## Task description
Print each line of the listing once more, precisely as given.

## Records for the exercise
- - - - - - -
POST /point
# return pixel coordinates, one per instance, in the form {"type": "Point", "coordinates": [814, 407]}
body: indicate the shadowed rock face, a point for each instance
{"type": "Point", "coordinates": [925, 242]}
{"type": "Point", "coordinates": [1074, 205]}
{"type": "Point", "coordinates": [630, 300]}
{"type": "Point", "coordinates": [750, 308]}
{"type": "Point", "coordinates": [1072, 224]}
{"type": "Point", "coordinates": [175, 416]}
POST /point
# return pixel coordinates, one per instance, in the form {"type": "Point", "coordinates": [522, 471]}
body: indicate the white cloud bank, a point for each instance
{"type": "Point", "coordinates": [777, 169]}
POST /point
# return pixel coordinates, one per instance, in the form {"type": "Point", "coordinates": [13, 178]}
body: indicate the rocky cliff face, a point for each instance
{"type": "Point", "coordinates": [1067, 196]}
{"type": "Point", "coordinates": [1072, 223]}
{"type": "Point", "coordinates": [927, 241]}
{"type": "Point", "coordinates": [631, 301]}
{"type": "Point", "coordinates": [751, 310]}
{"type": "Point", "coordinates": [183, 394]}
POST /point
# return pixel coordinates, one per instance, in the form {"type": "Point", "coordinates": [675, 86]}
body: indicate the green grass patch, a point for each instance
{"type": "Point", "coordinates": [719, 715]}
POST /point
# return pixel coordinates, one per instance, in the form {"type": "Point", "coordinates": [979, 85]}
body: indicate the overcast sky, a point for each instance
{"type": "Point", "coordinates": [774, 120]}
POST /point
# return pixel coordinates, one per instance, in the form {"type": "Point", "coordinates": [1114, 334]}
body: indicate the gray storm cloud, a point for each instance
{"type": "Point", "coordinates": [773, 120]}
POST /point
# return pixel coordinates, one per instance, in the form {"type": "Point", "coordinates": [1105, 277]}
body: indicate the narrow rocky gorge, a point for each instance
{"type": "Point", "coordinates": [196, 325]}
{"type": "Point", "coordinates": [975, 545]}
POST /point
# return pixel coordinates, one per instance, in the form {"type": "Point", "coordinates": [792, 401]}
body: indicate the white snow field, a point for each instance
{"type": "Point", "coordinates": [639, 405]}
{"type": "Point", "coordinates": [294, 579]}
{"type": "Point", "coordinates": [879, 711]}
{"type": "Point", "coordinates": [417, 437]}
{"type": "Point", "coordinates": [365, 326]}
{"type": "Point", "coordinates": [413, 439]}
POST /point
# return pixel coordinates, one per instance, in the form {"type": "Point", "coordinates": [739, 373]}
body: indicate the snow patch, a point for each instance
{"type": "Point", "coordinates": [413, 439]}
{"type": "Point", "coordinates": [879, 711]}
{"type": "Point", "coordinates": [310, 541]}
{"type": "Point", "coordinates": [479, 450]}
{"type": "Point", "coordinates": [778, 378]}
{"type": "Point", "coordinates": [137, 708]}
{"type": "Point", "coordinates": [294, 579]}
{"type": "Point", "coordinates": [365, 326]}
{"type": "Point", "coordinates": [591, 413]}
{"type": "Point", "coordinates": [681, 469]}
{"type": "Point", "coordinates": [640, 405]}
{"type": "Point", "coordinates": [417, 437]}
- - - - - - -
## Exercise result
POST /point
# return pixel coordinates, one per instance, in the form {"type": "Point", "coordinates": [814, 407]}
body: indicate the shadowed rock face, a point for each instance
{"type": "Point", "coordinates": [925, 242]}
{"type": "Point", "coordinates": [1074, 205]}
{"type": "Point", "coordinates": [630, 300]}
{"type": "Point", "coordinates": [750, 308]}
{"type": "Point", "coordinates": [1072, 224]}
{"type": "Point", "coordinates": [175, 416]}
POST /point
# return pixel coordinates, one per instance, in the form {"type": "Point", "coordinates": [522, 471]}
body: indicate the white cloud bank, a point for each instance
{"type": "Point", "coordinates": [777, 169]}
POST /point
# return pixel coordinates, one per instance, in the form {"type": "Point", "coordinates": [13, 178]}
body: indicate the rocky cliff face, a point for each instance
{"type": "Point", "coordinates": [1067, 196]}
{"type": "Point", "coordinates": [1072, 223]}
{"type": "Point", "coordinates": [927, 241]}
{"type": "Point", "coordinates": [631, 301]}
{"type": "Point", "coordinates": [751, 310]}
{"type": "Point", "coordinates": [183, 394]}
POST /point
# return pixel coordinates, one per instance, in the form {"type": "Point", "coordinates": [675, 86]}
body: indicate the green grass patch, a point for each instance
{"type": "Point", "coordinates": [719, 715]}
POST /point
# return pixel coordinates, one per instance, in the form {"type": "Point", "coordinates": [979, 85]}
body: indicate the overcast sky, a point for each instance
{"type": "Point", "coordinates": [774, 120]}
POST /point
# return pixel coordinates, one per instance, in the form {"type": "Point", "coordinates": [1114, 334]}
body: indicate the gray storm cloud, a point for each instance
{"type": "Point", "coordinates": [773, 120]}
POST /point
# return pixel coordinates, one per instance, in the form {"type": "Point", "coordinates": [1105, 277]}
body: indicate the narrow rocky gorge, a point for each instance
{"type": "Point", "coordinates": [196, 325]}
{"type": "Point", "coordinates": [975, 545]}
POST /point
# return pixel coordinates, one per instance, in the form {"type": "Point", "coordinates": [792, 401]}
body: indicate the white snow field, a point for each instance
{"type": "Point", "coordinates": [639, 405]}
{"type": "Point", "coordinates": [294, 579]}
{"type": "Point", "coordinates": [879, 711]}
{"type": "Point", "coordinates": [417, 437]}
{"type": "Point", "coordinates": [365, 326]}
{"type": "Point", "coordinates": [413, 439]}
POST /point
# return pixel coordinates, one per instance, in the form {"type": "Point", "coordinates": [739, 373]}
body: indicate the snow patch, a point for each instance
{"type": "Point", "coordinates": [413, 439]}
{"type": "Point", "coordinates": [879, 711]}
{"type": "Point", "coordinates": [310, 541]}
{"type": "Point", "coordinates": [479, 450]}
{"type": "Point", "coordinates": [778, 378]}
{"type": "Point", "coordinates": [137, 708]}
{"type": "Point", "coordinates": [294, 579]}
{"type": "Point", "coordinates": [365, 326]}
{"type": "Point", "coordinates": [591, 413]}
{"type": "Point", "coordinates": [681, 469]}
{"type": "Point", "coordinates": [640, 405]}
{"type": "Point", "coordinates": [417, 437]}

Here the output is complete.